* [TASKS]:
a) Which distinct usernames post in the frozen-grapes thread?
b) From the frozen-grapes thread, extract word for word the passage starting at "## hector (Aug 9, 2009)" and ending at "about 40 days .".
-- Start TEXT PROVIDED --
# Frozen grapes ?!



## hector (Aug 9, 2009)

Hi there !

I've planned to make red wine at home this year and I ordered some Additives such as "Campden Tablets" and "Tartaric Acid" from outside the Country , as there are no wine supply stores in my Country . 

It takes 60 days for the Additives to reach me BUT perfectly ripened wine grapes are coming to stores in about 40 days . 

Is it a good idea to buy grapes in advance and keep them or their juice frozen untill I receive the Additives ?!

Thanks ,

Hector


----------



## Wade E (Aug 9, 2009)

Are they fresh or frozen grapes. If they are already frozen then it is absolutely fine. If they are not frozen then picking them up at the last minute and keeping them cold would be fine, not sure about freezing the juice but the grapes should be fine to freeze.


----------



## hector (Aug 10, 2009)

*fresh grapes*

Hi dear Wade and thanks for your Reply !

The grapes which I'm going to buy are fresh and ripe . 

I would like to know if I can keep them cold in refrigerator for 

about 20 days , as you said it's better not freezing them . 

Although , I've heard that freezing leads to more juice at the end . 

Hector


----------



## Leanne (Aug 10, 2009)

I have often used frozen grapes. Sometimes I have way to many for immediate needs so I freeze them in a freezer bag and then just take them out as I need them for the next batch of wine. Much more juice too.


----------



## St Allie (Aug 10, 2009)

Hector,

Check the bakery aisle in your supermarket, tartaric acid and citric acids are a common baking item, your local supermarket should have it on their shelves.

Allie


----------



## Wade E (Aug 10, 2009)

Freezing them wont hurt them and if you dont have a press it might be the better way to go. 20 days might be a little to long unless you are talking about almost frozen temps, not really sure how long they will last at fridge temps so dont want to stare you wrong. Id feel safer with you freezing them unless you can keep them chilled and waych them frequently and once you see any signs of spoilage freeze them.


----------



## grapeman (Aug 15, 2009)

What variety of grapes are these? Do you have any harvest type numbers for pH, brix or acidity? Depending on the ripeness and variety, you probably don't need to add acid, so the tartaric wouln't be needed. It may also not be necessary to add any k-meta in the form of powder or the tablets(campdens). Depending on origin, they may have been pretreatedwith sulfites to help prevent spoilage. If the acidity was ok, I would just go ahead and crush them and pitch the yeast. This is especially so if you plan on doing a malolactic fermentation (mlf). You want low levels of sulfites for MLF to work. Once the MLF is done, then you add sulfites to proper levels.


----------
-- End TEXT PROVIDED --
-- Start PROVIDED DATA --
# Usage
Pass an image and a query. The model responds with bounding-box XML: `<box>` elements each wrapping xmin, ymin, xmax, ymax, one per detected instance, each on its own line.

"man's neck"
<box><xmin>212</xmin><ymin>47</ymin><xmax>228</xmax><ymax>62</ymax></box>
-- End PROVIDED DATA --
* [TASK-BY-TASK OUTPUTS]:
a) hector, Wade E, Leanne, St Allie, grapeman

b)
## hector (Aug 9, 2009)

Hi there !

I've planned to make red wine at home this year and I ordered some Additives such as "Campden Tablets" and "Tartaric Acid" from outside the Country , as there are no wine supply stores in my Country . 

It takes 60 days for the Additives to reach me BUT perfectly ripened wine grapes are coming to stores in about 40 days .